Document passage

------------------------------------------------

Analyses in the total study population were additionally adjusted for genotyping array. All volumetric mammographic density measures were log-transformed prior to analyses, with beta values representing percentage differences in volumetric mammographic density per 1-SD increase in insulin genetic score.
Associations with the absolute dense volume were driven mainly by long-term insulin use and the long-acting insulin analog glargine, whereas no associations with treatment duration or insulin type were found for the absolute nondense volume. We further observed positive associations of genetically predicted insulin levels with percent dense and absolute dense volumes, but not with absolute nondense volume. The consistency in direction of association for insulin treatment and the insulin genetic score with the absolute dense volume strengthen the evidence of a potential causal effect of long-term increased insulin exposure on mammographic dense breast tissue.
Observational studies and randomized clinical trials are limited in their ability to investigate associations of long-term insulin exposure with relatively rare outcomes such as breast cancer. As a continuous intermediate trait, MD represents an attractive endpoint for identifying potential carcinogenic effects [ 40 ]. Because MD was routinely collected in all study participants regardless of screening outcome, this outcome is also not susceptible to ascertainment bias. To date, only one study assessed associations between exogenous insulin use and MD.
Though previous observational data on breast cancer risk have been somewhat conflicting, recent findings [ 14 ] of a positive association between long-term insulin glargine use and breast cancer risk cohere with the results for the absolute dense volume reported herein. Altogether, these findings suggest that the carcinogenic potential of exogenous insulins might be greatest for insulin glargine, possibly because of its unique characteristics in terms of receptor affinity and pharmacokinetic profile with prolonged duration of action.

------------------------------------------------

Records supplied
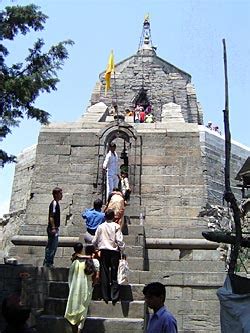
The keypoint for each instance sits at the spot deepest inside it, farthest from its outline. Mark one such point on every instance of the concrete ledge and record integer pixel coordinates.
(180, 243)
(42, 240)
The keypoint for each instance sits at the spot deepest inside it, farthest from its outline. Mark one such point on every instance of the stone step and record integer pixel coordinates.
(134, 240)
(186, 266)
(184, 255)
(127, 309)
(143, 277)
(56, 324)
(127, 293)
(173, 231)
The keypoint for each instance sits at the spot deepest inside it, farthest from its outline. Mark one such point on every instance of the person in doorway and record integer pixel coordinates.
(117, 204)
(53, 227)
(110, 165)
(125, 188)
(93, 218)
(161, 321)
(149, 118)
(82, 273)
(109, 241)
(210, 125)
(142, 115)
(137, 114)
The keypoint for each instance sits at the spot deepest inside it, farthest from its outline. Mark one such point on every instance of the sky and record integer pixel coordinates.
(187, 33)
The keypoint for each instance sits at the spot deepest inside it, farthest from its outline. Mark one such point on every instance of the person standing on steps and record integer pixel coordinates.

------------------------------------------------

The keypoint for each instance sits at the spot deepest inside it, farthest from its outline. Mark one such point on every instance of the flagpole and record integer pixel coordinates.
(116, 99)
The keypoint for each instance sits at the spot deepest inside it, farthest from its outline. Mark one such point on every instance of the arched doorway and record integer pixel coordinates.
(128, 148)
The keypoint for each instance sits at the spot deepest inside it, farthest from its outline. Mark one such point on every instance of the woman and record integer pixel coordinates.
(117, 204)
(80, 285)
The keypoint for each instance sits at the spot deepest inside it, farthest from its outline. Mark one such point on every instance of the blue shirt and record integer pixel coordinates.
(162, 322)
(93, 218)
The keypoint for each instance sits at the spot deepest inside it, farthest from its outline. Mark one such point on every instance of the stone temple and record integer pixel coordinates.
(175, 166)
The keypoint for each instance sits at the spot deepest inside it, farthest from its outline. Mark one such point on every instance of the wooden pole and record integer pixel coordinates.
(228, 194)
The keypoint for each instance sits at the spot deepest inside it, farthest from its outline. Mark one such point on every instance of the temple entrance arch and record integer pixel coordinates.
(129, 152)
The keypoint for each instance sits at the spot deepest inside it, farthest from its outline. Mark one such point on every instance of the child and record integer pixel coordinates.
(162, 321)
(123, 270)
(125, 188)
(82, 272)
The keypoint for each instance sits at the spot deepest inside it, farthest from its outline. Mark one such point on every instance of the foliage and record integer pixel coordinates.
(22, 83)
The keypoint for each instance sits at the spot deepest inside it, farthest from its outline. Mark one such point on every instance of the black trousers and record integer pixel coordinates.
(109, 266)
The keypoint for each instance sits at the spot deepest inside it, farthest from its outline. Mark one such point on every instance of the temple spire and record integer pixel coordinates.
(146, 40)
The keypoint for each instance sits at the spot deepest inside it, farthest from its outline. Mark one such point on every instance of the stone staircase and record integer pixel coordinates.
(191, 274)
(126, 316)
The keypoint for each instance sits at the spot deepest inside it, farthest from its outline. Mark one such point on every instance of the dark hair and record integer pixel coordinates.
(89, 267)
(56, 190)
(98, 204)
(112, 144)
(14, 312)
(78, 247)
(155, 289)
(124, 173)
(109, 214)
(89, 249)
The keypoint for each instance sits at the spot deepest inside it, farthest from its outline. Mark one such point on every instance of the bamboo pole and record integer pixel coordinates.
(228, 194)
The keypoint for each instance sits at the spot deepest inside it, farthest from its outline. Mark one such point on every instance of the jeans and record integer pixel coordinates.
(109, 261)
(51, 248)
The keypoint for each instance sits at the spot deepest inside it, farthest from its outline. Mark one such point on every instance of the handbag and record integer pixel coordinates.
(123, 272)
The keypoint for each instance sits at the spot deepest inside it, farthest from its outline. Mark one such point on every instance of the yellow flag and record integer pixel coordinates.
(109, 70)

------------------------------------------------

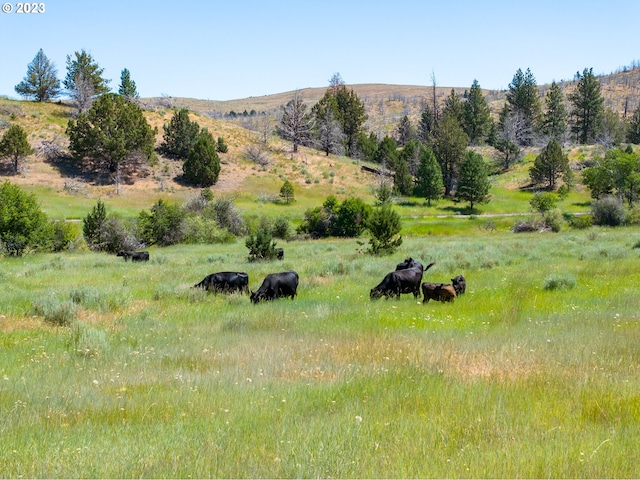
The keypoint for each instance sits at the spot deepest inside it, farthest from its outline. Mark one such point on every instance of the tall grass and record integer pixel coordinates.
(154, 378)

------------------------------------------------

Problems to solve
1 > According to the passage on insulin and mammographic density, how many studies to date have assessed associations between exogenous insulin use and MD?
2 > Duplicate the passage on insulin and mammographic density from "Though previous observational" up to and including "duration of action.".
3 > Write the next part of the passage on insulin and mammographic density, starting from its final sentence.
The data plays no role in this work.

Answers for the tasks
1 > Only one study.

2 >
Though previous observational data on breast cancer risk have been somewhat conflicting, recent findings [ 14 ] of a positive association between long-term insulin glargine use and breast cancer risk cohere with the results for the absolute dense volume reported herein. Altogether, these findings suggest that the carcinogenic potential of exogenous insulins might be greatest for insulin glargine, possibly because of its unique characteristics in terms of receptor affinity and pharmacokinetic profile with prolonged duration of action.

3 >
Because our study is observational in nature, we aimed to integrate evidence from different methodological approaches to assess the likelihood of a potential causal effect of long-term insulin exposure.
To address confounding by indication, we assessed associations with insulin-treated T1D and T2D separately. Because T1D and T2D differ in pathophysiology and underlying risk factors with T1D being an autoimmune disease, whereas insulin resistance, driven mainly by obesity, is the hallmark of T2D , consistent results for insulin-treated T1D and T2D are suggestive of an insulin therapy effect independent of underlying disease etiology.
This analysis approach using nondiabetics as a comparator, however, does not rule out confounding by the indication itself T1D or T2D. Hence, to address possible residual confounding, we also assessed MD differences by duration of insulin treatment and insulin glargine use in case-only analyses, and we performed additional analyses using non-insulin-treated diabetes patients as an active comparator.
Although none of these observational assessments may be completely free of bias, sources and directions of bias in each of these are likely to be different. Therefore, consistency of direction of association across the different approaches can be interpreted as evidence for a potential causal association.